◆ Task list
(a) In the news roundup, copy word for word the passage starting at "The number of Americans" and ending at "in a statement.".
(b) Answer these questions from the news roundup:
(i) What is the name of the AI-assisted review effort that Marco Rubio is launching?
(ii) According to Gallup, what percentage of Americans now express support for Israel?
(iii) Who is the Israeli military's new chief of staff?

··· Text to read ···

US to use AI to revoke visas of students perceived as pro-Hamas: Report

The US State Department will use artificial intelligence to revoke visas of foreign students who are perceived as supporters of Hamas, Axios reported, citing senior State Department officials.

US Secretary of State Marco Rubio is launching “Catch and Revoke”, AI-assisted reviews of tens of thousands of student visa holders’ social media accounts, the outlet reported.

Axios said officials were checking news reports of protests to identify students seen as sympathetic towards the Palestinian group.

Officials will also examine internal databases to see whether any visa holders were arrested but allowed to stay in the country during the Biden administration, the outlet reported.

“We see people marching at our universities and in the streets of our country … calling for Intifada, celebrating what Hamas has done … Those people need to go,” Rubio had said a few days after Hamas’s October 7, 2023, attack which sparked Israel’s war in Gaza.

Trump echoed the same in a January 30 White House fact sheet tied to an executive order aimed at “pro-Hamas” activity, Axios reported: “To all the resident aliens who joined in the pro-jihadist protests, we put you on notice. We will find you, and we will deport you.”


Less than half of Americans now support Israel: Gallup

Support for Israel among Americans is at its lowest since the polling company Gallup started surveying them on this question.

According to new data released by Gallup, only 46 percent of Americans express support for Israel, down from the previous lowest point – 51 percent – recorded both last year and in 2001. Gallup started tracking responses to this question 25 years ago.

The number of Americans who say they support Palestinians is at 33 percent, up by 6 percentage points since last year.

The poll also found that only 40 percent of Americans approve of Trump’s handling of the Israel-Palestine conflict, lower than his already low overall job approval rating of 45 percent.



Israeli, US air forces conduct joint exercise

The Israeli Air Force has conducted a joint training exercise with the US Air Force, the Israeli military said in a statement.

During the exercise, Israeli F-35i and F-15i aircraft flew alongside a US B-52 strategic bomber, the Israeli military said, adding that the aircraft had practised “operational coordination between the two militaries to enhance their ability to address various regional threats”.

Speculation has grown in recent months about a possible joint attack by Israel and the US on Iran’s nuclear facilities.


Israel’s new defence chief of staff to present plans for resumed Gaza fighting

The Israeli military’s new chief of staff is expected to present plans for the resumption of fighting in Gaza at a meeting tonight, according to Israeli media.

Israeli newspaper Haaretz reports that the new chief of staff, Eyal Zamir, is set to hold a situational assessment detailing plans to retake control of various areas across Gaza, including areas it left as part of the ceasefire agreement deal.

But officials who spoke with the newspaper also said that the military is facing challenges drafting the number of reservists needed for such a plan.

A number of Israeli reservists have indicated that they would decline to fight in Gaza and end their voluntary service instead, as they believe a resumption of hostilities would endanger the remaining captives and is based on political calculations.

··· Data block ···

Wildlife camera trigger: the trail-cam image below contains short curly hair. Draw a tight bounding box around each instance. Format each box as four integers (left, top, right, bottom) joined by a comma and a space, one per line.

···

◆ Replies
(a)
The number of Americans who say they support Palestinians is at 33 percent, up by 6 percentage points since last year.

The poll also found that only 40 percent of Americans approve of Trump’s handling of the Israel-Palestine conflict, lower than his already low overall job approval rating of 45 percent.



Israeli, US air forces conduct joint exercise

The Israeli Air Force has conducted a joint training exercise with the US Air Force, the Israeli military said in a statement.

(b)
(i) "Catch and Revoke"
(ii) 46 percent
(iii) Eyal Zamir